- [GIVEN REQUEST] Please update the lines starting at the one containing "Every instance of the magenta" and ending at the one containing "x=509, y=143" by replacing "marker" with "pin", leaving everything else unchanged. Return only those lines.

- [ENTRIES]

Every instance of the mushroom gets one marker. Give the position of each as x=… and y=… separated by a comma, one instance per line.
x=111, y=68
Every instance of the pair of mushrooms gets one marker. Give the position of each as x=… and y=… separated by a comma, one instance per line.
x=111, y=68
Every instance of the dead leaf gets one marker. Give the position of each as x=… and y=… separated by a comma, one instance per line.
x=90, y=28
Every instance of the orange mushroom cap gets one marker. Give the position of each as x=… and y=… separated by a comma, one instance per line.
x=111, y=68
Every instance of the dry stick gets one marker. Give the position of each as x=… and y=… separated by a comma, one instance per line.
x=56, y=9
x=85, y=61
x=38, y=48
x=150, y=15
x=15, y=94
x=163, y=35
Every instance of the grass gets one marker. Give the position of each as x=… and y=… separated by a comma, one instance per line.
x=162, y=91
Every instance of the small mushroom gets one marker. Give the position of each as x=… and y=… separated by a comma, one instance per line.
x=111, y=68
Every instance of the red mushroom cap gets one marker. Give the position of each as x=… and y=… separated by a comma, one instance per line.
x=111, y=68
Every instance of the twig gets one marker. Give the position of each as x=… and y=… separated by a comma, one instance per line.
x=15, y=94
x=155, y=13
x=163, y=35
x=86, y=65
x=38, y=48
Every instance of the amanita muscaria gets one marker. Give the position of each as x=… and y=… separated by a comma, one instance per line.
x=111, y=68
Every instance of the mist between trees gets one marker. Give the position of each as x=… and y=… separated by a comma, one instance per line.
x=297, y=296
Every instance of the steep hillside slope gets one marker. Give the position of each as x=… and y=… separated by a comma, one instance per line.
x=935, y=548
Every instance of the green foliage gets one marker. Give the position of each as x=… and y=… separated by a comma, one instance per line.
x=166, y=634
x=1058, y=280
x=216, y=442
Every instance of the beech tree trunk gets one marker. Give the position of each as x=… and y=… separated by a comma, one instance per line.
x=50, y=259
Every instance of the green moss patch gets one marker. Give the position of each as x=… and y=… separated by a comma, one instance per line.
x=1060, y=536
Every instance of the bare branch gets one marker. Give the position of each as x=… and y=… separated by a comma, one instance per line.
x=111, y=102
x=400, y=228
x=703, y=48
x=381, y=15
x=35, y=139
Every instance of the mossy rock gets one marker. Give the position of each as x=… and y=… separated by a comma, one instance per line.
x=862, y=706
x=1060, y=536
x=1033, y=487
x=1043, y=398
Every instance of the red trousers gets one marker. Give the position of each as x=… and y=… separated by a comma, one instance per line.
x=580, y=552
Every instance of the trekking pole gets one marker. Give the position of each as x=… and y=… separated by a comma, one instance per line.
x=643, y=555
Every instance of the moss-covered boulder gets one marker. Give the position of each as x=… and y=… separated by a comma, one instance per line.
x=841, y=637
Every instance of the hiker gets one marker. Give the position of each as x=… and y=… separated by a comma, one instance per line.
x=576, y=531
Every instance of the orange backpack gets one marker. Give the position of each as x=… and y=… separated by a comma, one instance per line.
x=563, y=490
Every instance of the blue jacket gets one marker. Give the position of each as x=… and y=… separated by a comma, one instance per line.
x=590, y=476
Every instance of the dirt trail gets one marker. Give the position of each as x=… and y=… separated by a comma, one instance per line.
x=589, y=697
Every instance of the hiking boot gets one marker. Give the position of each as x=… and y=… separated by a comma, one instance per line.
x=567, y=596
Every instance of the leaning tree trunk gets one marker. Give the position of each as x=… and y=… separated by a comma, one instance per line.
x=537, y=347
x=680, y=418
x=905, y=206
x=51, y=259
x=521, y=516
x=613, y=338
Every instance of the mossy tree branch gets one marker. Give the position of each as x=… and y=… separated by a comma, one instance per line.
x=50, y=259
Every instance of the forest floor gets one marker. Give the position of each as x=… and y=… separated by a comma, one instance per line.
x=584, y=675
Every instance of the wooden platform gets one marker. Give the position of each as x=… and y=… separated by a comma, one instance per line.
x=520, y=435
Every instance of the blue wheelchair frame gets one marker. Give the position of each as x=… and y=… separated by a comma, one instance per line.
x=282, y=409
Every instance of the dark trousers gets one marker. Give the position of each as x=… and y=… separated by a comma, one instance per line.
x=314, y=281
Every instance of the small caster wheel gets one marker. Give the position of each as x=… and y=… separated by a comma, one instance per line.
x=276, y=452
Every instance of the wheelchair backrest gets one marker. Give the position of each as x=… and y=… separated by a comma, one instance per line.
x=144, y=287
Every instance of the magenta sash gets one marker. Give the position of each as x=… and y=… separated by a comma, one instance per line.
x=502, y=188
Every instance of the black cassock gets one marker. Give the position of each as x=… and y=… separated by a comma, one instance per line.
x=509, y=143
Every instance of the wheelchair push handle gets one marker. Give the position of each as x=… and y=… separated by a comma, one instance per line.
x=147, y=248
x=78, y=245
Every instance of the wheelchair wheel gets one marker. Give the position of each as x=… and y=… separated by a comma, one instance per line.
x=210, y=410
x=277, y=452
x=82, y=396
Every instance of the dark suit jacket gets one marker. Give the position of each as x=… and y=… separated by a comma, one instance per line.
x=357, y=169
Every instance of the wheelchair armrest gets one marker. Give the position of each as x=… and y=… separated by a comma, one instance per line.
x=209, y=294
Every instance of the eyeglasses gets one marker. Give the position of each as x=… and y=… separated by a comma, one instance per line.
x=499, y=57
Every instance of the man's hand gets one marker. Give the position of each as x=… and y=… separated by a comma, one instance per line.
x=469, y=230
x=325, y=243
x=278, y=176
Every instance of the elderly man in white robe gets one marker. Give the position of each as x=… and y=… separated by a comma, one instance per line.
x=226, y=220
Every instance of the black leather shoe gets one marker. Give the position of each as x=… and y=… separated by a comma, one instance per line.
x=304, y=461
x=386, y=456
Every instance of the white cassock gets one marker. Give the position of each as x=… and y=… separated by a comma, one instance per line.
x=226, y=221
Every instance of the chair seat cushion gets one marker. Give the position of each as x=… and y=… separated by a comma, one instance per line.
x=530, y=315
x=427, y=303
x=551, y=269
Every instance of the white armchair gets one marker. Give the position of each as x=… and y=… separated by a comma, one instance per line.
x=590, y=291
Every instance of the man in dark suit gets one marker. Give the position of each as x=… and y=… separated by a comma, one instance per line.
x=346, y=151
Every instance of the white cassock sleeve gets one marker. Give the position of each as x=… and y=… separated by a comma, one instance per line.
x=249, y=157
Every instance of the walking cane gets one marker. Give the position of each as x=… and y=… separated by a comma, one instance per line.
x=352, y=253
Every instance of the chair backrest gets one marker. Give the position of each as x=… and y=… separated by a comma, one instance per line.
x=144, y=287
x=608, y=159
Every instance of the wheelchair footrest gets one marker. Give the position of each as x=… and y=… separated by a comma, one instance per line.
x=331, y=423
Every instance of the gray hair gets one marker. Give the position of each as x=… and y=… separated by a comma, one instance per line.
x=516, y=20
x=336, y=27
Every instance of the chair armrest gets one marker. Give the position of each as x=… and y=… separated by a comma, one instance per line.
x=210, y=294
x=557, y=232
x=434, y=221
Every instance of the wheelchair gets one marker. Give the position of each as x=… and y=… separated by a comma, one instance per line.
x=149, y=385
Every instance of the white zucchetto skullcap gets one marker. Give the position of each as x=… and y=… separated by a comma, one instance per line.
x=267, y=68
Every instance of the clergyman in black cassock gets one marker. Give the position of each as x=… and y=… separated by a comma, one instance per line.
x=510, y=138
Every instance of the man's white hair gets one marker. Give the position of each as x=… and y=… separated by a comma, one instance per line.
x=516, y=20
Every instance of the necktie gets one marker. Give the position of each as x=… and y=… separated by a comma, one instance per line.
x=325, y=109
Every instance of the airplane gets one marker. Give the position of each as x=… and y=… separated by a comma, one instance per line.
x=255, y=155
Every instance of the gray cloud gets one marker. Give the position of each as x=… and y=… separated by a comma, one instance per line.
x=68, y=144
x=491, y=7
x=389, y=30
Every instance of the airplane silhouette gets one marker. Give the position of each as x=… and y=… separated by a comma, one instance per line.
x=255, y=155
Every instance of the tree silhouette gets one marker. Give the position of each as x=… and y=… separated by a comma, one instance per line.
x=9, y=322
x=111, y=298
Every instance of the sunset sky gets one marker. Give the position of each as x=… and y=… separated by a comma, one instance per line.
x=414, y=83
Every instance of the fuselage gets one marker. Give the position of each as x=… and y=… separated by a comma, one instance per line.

- [FINAL ANSWER]
Every instance of the magenta sash gets one pin. Give the position of each as x=… and y=… separated by a comma, one instance per line.
x=502, y=188
Every instance of the black cassock gets one pin. Give the position of each as x=… and y=… separated by a comma, one instance per line.
x=509, y=143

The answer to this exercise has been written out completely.